→ Passage provided
I remember your struggle to find the light in the midst of stagnancy and the preseason of autumn in Iowa. Growing up scares you, it scares me too, but I reassure you that today is the beginning of one of the most transformational years of your life.

As someone who is afraid of swimming in the ocean, it baffles me how often you ride the waves of highs and lows. As one who was never taught to swim, you will overcome each wave. You are going to experience a handful of firsts and the emotions that come with — grief from the loss of a friend, traveling around the United States with dad, cliff jumping in San Diego, holding Wesley Schultz’s hand and looking him in the eye during Ophelia and you’ll think back to January of 2019 when his voice saved your life.

The only constant is change. Given your current circumstances, this may be hard to believe, but you’ll once again crave this slowness and stability.

September will bring you to Hazel, but Hazel will bring to you to California in January. I do not want to spoil the ending, but the life you two experience together is magic. Hazel is your wish upon a shooting star that summer night in July; I know you remember that meteor shower. Isn’t it beautiful how you planted the seeds by dreaming to the sky and trusting the stars?

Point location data
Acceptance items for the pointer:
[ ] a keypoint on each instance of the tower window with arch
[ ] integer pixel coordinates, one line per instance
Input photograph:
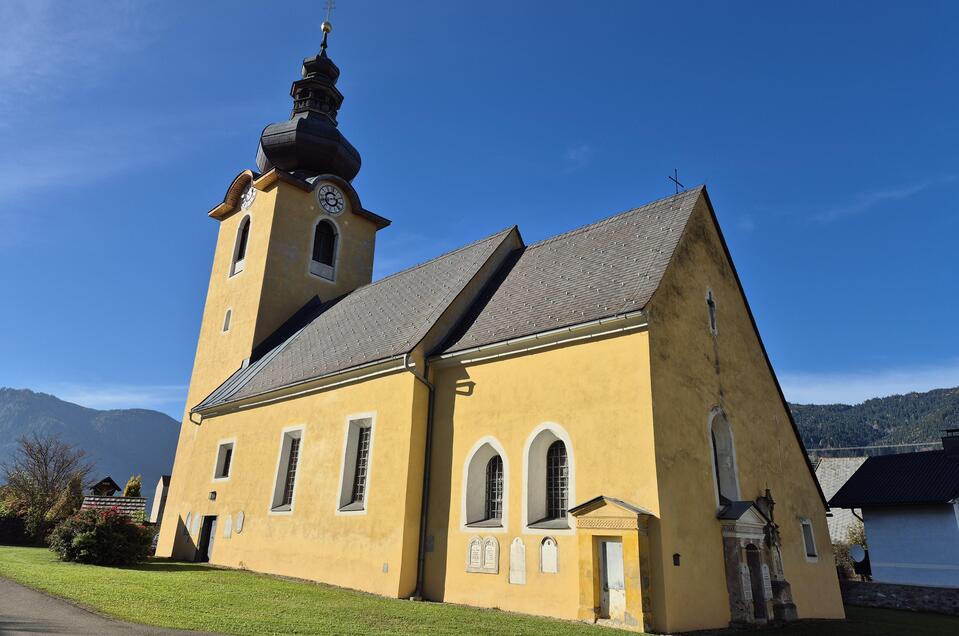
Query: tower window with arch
(239, 249)
(724, 459)
(484, 486)
(557, 481)
(323, 261)
(494, 488)
(549, 479)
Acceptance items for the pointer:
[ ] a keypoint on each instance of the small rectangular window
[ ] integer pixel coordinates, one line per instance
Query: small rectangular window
(284, 488)
(224, 460)
(356, 465)
(809, 539)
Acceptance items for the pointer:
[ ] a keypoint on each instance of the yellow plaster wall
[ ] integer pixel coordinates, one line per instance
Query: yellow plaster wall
(599, 392)
(274, 283)
(313, 542)
(692, 373)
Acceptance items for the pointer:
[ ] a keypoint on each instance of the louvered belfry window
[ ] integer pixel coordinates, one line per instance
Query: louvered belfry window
(291, 472)
(362, 464)
(557, 481)
(494, 488)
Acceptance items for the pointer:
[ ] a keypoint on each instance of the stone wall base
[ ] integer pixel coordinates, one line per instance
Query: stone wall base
(916, 598)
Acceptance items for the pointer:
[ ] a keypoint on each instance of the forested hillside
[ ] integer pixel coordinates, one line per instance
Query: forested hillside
(910, 418)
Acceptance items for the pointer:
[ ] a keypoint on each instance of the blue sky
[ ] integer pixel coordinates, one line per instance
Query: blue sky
(826, 133)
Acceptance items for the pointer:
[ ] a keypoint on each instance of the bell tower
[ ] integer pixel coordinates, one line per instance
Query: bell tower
(291, 231)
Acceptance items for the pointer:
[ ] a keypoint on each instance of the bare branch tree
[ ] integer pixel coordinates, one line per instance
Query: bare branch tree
(38, 475)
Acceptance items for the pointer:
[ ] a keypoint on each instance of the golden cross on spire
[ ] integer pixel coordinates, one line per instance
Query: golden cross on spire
(327, 26)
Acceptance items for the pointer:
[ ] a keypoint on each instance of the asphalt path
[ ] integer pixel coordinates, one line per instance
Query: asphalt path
(25, 611)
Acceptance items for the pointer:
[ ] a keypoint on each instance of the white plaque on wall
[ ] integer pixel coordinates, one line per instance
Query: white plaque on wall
(491, 555)
(747, 582)
(549, 556)
(517, 562)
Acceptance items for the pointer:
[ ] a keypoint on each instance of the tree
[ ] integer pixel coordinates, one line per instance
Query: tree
(38, 475)
(132, 489)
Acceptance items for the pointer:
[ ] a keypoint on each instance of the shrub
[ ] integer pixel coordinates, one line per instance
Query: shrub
(101, 537)
(134, 484)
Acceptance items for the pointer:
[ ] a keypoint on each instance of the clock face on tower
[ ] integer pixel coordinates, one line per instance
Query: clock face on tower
(330, 198)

→ Required tasks
**a)** In the letter to a younger self, why does the writer say it is baffling how often the reader rides "the waves of highs and lows"? Please answer in one to three sentences.
**b)** According to the letter to a younger self, where will Hazel bring the reader in January?
Nothing in these lines is needed for the tasks.

→ Numbered answers
**a)** The writer is afraid of swimming in the ocean. From that point of view, riding waves seems baffling, yet the reader does it often with life's highs and lows.

**b)** To California.